> **Stored data**
□ □ □ □ □
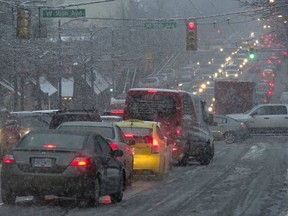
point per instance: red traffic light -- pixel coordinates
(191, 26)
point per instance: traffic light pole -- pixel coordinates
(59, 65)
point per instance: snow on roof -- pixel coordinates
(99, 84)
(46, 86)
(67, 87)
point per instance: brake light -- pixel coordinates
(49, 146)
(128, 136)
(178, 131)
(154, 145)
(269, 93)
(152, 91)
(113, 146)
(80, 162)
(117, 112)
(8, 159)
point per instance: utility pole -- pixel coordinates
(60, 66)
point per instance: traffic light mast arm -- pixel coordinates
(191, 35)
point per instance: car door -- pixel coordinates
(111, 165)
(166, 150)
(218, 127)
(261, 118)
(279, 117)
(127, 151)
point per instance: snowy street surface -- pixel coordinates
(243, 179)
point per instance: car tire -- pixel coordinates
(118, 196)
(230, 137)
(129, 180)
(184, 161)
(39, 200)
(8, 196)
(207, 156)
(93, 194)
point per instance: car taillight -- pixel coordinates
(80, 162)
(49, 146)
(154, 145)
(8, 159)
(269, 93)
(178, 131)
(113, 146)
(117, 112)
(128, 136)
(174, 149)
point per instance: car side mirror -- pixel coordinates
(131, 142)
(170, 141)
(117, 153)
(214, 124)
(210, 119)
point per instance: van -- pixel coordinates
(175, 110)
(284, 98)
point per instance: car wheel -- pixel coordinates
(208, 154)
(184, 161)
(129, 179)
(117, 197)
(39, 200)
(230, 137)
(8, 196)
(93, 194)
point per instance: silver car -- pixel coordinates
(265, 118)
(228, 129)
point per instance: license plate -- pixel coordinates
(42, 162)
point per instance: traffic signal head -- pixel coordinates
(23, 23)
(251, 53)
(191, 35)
□ □ □ □ □
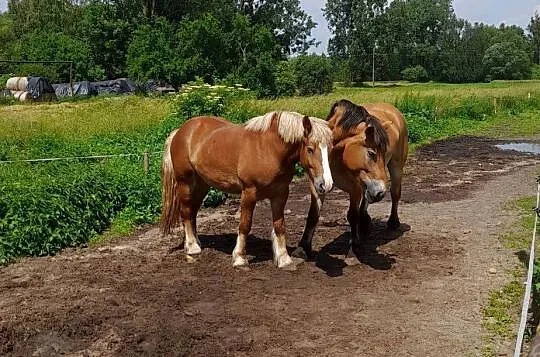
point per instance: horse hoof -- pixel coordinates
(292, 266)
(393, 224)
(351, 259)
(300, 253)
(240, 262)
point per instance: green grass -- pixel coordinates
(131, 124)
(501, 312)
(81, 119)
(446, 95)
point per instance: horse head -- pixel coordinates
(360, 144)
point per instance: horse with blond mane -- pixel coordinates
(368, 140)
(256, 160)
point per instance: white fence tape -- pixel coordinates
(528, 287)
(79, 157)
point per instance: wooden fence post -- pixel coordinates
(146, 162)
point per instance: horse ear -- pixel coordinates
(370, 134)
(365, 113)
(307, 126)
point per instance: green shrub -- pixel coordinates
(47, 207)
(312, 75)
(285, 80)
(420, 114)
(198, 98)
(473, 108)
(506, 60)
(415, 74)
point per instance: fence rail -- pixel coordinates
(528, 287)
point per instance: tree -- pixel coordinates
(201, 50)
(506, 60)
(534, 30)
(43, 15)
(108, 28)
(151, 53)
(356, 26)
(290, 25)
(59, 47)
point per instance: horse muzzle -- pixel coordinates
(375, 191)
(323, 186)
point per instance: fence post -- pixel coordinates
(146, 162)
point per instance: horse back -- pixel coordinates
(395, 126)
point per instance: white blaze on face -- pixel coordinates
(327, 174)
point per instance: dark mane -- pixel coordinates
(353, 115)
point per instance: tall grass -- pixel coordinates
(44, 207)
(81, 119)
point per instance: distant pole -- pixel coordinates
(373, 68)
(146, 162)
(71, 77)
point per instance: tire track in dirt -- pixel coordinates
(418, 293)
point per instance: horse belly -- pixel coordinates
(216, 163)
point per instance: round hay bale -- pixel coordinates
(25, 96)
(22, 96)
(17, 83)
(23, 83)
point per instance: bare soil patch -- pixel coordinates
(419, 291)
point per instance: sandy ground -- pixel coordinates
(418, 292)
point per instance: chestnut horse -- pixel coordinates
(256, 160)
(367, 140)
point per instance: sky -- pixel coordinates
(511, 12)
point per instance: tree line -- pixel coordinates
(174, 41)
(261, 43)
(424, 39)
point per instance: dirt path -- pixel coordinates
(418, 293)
□ □ □ □ □
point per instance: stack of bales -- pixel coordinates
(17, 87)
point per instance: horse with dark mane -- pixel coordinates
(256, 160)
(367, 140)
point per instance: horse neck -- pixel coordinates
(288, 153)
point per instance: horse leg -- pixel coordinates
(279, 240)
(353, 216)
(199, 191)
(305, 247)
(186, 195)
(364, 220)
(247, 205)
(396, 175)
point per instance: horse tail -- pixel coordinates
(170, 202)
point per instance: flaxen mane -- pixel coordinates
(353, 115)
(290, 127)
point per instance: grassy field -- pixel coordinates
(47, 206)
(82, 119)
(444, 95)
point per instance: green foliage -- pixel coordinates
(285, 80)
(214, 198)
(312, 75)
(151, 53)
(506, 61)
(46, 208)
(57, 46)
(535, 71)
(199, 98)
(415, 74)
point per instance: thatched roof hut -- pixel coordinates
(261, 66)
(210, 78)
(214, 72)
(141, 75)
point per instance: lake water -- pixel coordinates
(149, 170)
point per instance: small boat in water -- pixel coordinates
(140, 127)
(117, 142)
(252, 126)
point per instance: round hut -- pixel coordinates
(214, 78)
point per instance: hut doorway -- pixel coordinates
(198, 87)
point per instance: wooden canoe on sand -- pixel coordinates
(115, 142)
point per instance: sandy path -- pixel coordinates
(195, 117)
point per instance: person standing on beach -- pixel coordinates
□ □ □ □ □
> **Task**
In the records, start at the line containing "point per instance: hut" and end with the line containing "point per instance: person". Rewrite those lines, changing "sandy path" to "dirt trail" and leaving everything else as it is.

> **Worked solution**
point per instance: hut doorway -- pixel coordinates
(198, 87)
point per instance: wooden canoe on sand -- pixel coordinates
(115, 142)
point per instance: dirt trail -- pixel coordinates
(195, 117)
point per instance: person standing on beach -- pixel coordinates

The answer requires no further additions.